> _Tareas por realizar_
1. Según la crítica de Breaking and Entering, ¿cuál fue el último guion original que escribió Anthony Minghella antes de esta película?
2. Transcribe de la crítica de Breaking and Entering el pasaje que empieza en "Porque el guión" y termina en "abrumando al espectador.".
3. Prosigue la crítica de Breaking and Entering a partir de su última oración.

> _Fragmento del documento_
*****
Una película destrozada por los artificios dramáticos y una pueril corrección política
Primer guión original escrito por el director Anthony Minghella desde Truly, Madly, Deeply (1991). Sus restantes películas -El Paciente Inglés (1996), El Talento de Mr. Ripley (1999), Cold Mountain (2003)-deben su inspiración a originales literarios. Vista Breaking and Entering aconsejamos a Minghella volver a las adaptaciones. Su estilo detallista y aseado garantizará la corrección del resultado, y la presumible solidez del texto elegido permitirá albergar esperanzas en cuanto al discurso del film.
Porque el guión de su más reciente película es un despropósito hasta tal punto deshilvanado, pretencioso y naif que ni su oficio tras la cámara ni un reparto de relumbrón pueden arreglar nada. Al contrario, los recursos hipertrofiados de producción contribuyen a la sensación de vergüenza ajena que termina abrumando al espectador.
*****
> _Registros extraídos_
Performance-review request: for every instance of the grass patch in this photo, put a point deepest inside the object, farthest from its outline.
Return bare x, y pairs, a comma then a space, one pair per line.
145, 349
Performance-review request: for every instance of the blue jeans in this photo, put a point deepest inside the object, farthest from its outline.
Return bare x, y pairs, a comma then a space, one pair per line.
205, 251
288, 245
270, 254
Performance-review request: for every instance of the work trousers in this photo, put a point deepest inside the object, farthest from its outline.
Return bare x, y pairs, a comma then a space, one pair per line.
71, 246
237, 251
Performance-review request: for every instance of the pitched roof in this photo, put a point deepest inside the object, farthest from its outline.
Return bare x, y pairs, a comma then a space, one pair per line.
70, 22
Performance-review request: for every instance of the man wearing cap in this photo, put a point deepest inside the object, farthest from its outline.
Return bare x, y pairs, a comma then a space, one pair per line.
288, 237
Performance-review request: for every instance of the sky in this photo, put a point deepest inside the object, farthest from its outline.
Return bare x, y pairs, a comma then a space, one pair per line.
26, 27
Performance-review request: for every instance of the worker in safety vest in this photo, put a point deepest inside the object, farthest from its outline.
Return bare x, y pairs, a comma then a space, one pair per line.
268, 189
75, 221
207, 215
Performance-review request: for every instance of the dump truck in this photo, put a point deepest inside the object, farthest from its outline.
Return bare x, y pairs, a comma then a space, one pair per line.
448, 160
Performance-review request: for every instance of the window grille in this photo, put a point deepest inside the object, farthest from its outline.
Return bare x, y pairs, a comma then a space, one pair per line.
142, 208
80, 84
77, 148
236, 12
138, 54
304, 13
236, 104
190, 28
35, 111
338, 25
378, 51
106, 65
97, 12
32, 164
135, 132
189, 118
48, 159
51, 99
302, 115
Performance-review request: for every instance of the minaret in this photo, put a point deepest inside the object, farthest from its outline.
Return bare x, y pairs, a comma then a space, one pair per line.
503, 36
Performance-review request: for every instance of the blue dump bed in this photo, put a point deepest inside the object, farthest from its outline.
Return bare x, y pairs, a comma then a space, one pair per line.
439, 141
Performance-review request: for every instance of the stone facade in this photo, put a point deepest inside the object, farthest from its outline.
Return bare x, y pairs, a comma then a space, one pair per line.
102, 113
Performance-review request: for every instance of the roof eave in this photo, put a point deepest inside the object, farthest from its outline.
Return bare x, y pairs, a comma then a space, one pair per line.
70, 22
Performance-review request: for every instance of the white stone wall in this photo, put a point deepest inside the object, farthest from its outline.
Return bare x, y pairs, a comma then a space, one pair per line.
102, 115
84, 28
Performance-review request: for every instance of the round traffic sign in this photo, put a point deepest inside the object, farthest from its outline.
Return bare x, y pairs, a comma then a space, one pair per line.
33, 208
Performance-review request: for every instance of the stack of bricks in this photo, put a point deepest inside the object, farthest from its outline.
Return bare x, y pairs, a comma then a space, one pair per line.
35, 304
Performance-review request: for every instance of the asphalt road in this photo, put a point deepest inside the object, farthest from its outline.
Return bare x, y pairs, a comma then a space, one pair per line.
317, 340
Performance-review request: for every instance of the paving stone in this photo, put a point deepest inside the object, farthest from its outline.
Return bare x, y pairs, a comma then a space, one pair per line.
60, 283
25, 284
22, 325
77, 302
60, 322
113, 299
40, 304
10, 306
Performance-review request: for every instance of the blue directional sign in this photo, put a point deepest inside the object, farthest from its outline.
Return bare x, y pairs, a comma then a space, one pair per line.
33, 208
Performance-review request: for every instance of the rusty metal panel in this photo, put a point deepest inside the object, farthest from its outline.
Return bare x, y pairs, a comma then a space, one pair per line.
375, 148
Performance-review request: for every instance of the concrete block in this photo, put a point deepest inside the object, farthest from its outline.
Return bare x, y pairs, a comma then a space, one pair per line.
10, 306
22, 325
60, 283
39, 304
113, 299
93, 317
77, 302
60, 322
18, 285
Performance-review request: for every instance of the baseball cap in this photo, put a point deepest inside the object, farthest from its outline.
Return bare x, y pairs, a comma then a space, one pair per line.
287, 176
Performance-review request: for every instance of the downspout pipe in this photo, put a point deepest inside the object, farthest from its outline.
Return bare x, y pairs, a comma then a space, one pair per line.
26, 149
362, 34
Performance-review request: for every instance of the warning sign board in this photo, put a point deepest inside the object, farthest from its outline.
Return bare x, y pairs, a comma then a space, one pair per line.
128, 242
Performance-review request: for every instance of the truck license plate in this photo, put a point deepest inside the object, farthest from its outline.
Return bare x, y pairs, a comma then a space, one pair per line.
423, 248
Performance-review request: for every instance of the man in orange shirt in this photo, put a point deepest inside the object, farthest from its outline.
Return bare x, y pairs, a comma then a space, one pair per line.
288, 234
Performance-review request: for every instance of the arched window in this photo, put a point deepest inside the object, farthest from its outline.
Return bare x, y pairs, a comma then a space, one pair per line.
*****
> _Resultados en orden_
1. Truly, Madly, Deeply (1991).

2.
Porque el guión de su más reciente película es un despropósito hasta tal punto deshilvanado, pretencioso y naif que ni su oficio tras la cámara ni un reparto de relumbrón pueden arreglar nada. Al contrario, los recursos hipertrofiados de producción contribuyen a la sensación de vergüenza ajena que termina abrumando al espectador.

3.
El título de la cinta podría traducirse por “forzar y entrar”. No hace referencia únicamente a los robos perpetrados en el estudio londinense de urbanistas del que es socio Will Francis (Jude Law), un arquitecto cuyo éxito profesional no se corresponde con el privado, pues su matrimonio con Liv (Robin Wright Penn) hace aguas desde hace un tiempo; la expresión abarca también los efectos emocionales de la intrusión en las vidas ajenas, los estropicios causados por la relación adúltera que Will inicia con Amira (Juliette Binoche), una inmigrante bosnia cuyo hijo Miro (Rafi Gavron) es, sin saberlo Will, quien asaltó su estudio.
Minghella obliga a Will a contrastar su ideal arquitectónico, una ciudad cuyo crecimiento esté regido por la armonía y lo sostenible, con la realidad multicultural y desigual que descubre a raíz de los robos y de su affaire con Amira. Pero este cóctel de inquietudes urbanísticas, retrato de profesionales insatisfechos sentimental y sexualmente, crónica comprensiva de la inmigración y los desfavorecidos, y loa al perdón y la reconciliación, no sólo está mal combinada y resulta insípida; delata además una enorme artificialidad en cada uno de sus ingredientes –los diálogos son de una sorprendente torpeza expositiva- y desemboca en una catarsis dramática tan falsa y tan rebuscada que parece propia de un estudiante de cine dispuesto a ganar a cualquier precio el certamen solidario organizado por su junta de distrito.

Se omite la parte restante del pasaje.